— Prompt —
Please update the part of the items that opens with the line containing "task: give the outline of each instance of the orange" and runs through the end of the items, replacing "orange rock face" with "orange cliff face" and leaving all else unchanged. Give those lines without the pictures.

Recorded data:
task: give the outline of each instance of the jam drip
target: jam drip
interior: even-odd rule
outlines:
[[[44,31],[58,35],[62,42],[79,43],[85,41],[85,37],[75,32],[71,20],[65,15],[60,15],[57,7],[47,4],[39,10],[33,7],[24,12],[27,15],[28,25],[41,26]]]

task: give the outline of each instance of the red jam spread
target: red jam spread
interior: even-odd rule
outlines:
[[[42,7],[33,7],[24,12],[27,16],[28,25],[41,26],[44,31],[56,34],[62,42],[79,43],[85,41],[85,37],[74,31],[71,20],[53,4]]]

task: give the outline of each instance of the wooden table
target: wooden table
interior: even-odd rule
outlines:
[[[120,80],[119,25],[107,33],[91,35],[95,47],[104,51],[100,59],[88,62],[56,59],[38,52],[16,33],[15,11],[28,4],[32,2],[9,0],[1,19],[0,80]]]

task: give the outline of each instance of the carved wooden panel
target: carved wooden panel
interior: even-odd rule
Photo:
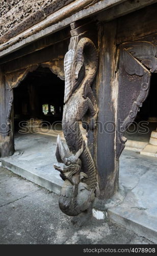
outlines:
[[[123,45],[128,52],[151,73],[157,72],[157,34]]]
[[[128,51],[123,46],[120,49],[116,141],[117,160],[126,141],[124,137],[125,131],[134,120],[139,108],[142,106],[142,102],[147,97],[150,85],[150,72],[130,53],[134,51],[134,44],[129,45]],[[139,50],[136,49],[134,53],[141,57],[146,44],[136,44],[134,46],[137,45]],[[154,53],[152,48],[148,47],[148,49],[149,56],[150,53]]]

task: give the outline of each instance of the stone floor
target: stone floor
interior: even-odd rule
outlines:
[[[16,153],[2,159],[4,167],[59,194],[62,181],[56,162],[56,137],[25,134],[15,138]],[[112,221],[157,243],[156,158],[124,151],[120,159],[119,190],[107,206]],[[96,206],[95,206],[96,208]],[[103,207],[102,207],[103,208]]]
[[[58,196],[0,167],[0,244],[151,244],[93,218],[78,228],[59,208]]]

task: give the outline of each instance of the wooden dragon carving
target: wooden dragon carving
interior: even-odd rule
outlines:
[[[59,135],[56,153],[58,163],[54,167],[64,181],[59,206],[70,216],[86,211],[95,197],[96,169],[79,122],[86,122],[88,129],[93,129],[94,121],[92,123],[91,120],[96,120],[97,107],[91,85],[97,66],[97,50],[87,37],[77,40],[71,49],[70,46],[64,58],[65,104],[62,127],[67,146],[64,146]]]

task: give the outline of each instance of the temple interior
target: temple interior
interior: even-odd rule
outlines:
[[[64,104],[64,81],[48,68],[39,67],[28,74],[14,89],[15,132],[20,122],[33,119],[42,126],[61,122]]]

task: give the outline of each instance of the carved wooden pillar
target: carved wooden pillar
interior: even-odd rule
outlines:
[[[108,199],[116,191],[118,161],[116,159],[117,81],[116,73],[116,24],[101,25],[99,70],[97,81],[98,114],[97,124],[97,167],[99,198]]]
[[[13,91],[6,87],[5,77],[0,70],[0,153],[1,157],[14,152]]]

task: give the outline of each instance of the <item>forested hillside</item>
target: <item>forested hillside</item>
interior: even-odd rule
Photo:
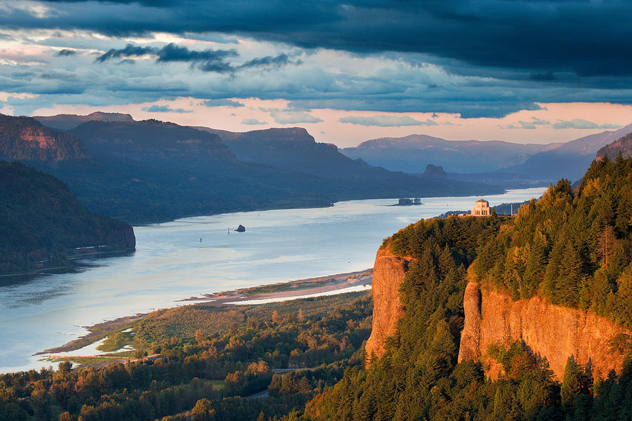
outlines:
[[[362,363],[371,307],[362,292],[154,312],[108,340],[122,338],[114,350],[136,336],[136,352],[100,361],[122,354],[131,362],[0,374],[0,420],[254,421],[301,410]],[[246,397],[254,394],[262,396]]]
[[[597,157],[603,158],[607,155],[612,159],[619,153],[621,154],[624,158],[632,156],[632,133],[628,133],[597,151]]]
[[[349,370],[305,407],[303,420],[630,420],[632,360],[594,377],[569,358],[561,384],[521,342],[487,352],[506,375],[457,363],[466,268],[515,298],[542,294],[631,326],[632,159],[595,161],[577,191],[551,187],[518,215],[420,221],[384,246],[416,258],[400,288],[404,315],[386,352]],[[611,344],[631,352],[629,338]],[[288,418],[289,419],[289,418]]]
[[[595,161],[520,208],[480,249],[476,273],[514,299],[539,295],[632,327],[632,159]]]
[[[91,213],[51,175],[0,161],[0,274],[65,265],[70,248],[133,250],[131,227]]]
[[[0,159],[59,162],[87,158],[76,137],[44,127],[31,117],[0,114]]]

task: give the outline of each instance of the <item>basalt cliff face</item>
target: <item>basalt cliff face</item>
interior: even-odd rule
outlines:
[[[367,364],[374,356],[383,354],[386,340],[395,333],[404,314],[399,288],[412,260],[393,255],[387,248],[378,250],[373,272],[373,330],[366,346]],[[459,361],[480,361],[493,379],[503,375],[501,366],[487,355],[487,348],[494,342],[523,341],[534,354],[546,358],[554,376],[561,380],[571,355],[578,363],[590,362],[595,376],[605,377],[611,370],[620,373],[624,356],[612,347],[612,341],[620,335],[632,338],[632,332],[591,312],[553,305],[539,297],[514,301],[473,280],[466,289],[463,308]]]
[[[403,282],[412,258],[393,255],[388,248],[380,248],[373,267],[373,328],[367,341],[367,363],[373,356],[384,353],[386,338],[395,333],[397,320],[404,314],[400,301],[400,285]]]
[[[501,376],[502,370],[487,355],[489,344],[515,340],[546,356],[558,380],[571,355],[580,364],[590,361],[595,376],[605,377],[611,370],[621,373],[624,355],[612,349],[611,341],[631,332],[592,312],[548,304],[539,297],[513,301],[472,281],[463,307],[459,361],[480,361],[492,378]]]

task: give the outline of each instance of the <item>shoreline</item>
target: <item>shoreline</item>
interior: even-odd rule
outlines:
[[[240,305],[239,303],[240,300],[251,301],[270,298],[298,299],[303,295],[329,293],[357,286],[371,285],[372,281],[373,268],[371,267],[353,272],[296,279],[287,282],[277,282],[276,283],[259,285],[238,290],[204,294],[201,297],[183,298],[176,301],[176,302],[185,303],[186,305],[197,305],[209,307],[237,306]],[[248,305],[261,305],[261,304],[249,304]],[[118,331],[121,326],[128,325],[142,320],[150,314],[138,313],[134,316],[124,316],[114,320],[98,323],[91,326],[82,326],[88,330],[88,333],[86,335],[72,340],[63,345],[48,348],[37,352],[33,355],[46,355],[80,349],[106,338],[111,333]]]

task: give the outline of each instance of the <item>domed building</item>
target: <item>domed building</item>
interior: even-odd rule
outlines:
[[[482,199],[477,200],[472,208],[473,216],[489,216],[491,212],[489,202]]]

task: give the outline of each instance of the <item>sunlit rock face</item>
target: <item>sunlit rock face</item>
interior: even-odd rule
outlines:
[[[378,250],[373,267],[373,329],[367,341],[367,364],[384,353],[385,340],[395,333],[397,322],[404,314],[398,290],[411,260],[393,255],[386,247]]]
[[[611,370],[621,373],[624,356],[614,349],[612,340],[631,332],[591,312],[553,305],[539,297],[513,301],[472,281],[463,308],[459,361],[480,361],[492,378],[502,375],[502,370],[487,355],[489,344],[515,340],[546,357],[560,380],[571,355],[580,364],[590,362],[595,376],[605,377]]]

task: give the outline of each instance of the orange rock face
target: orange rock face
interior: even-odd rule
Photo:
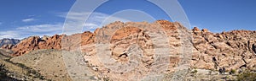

— Written answer —
task: give the outline of each instance of the orange cliff face
target: orange cliff face
interior: even-odd rule
Photo:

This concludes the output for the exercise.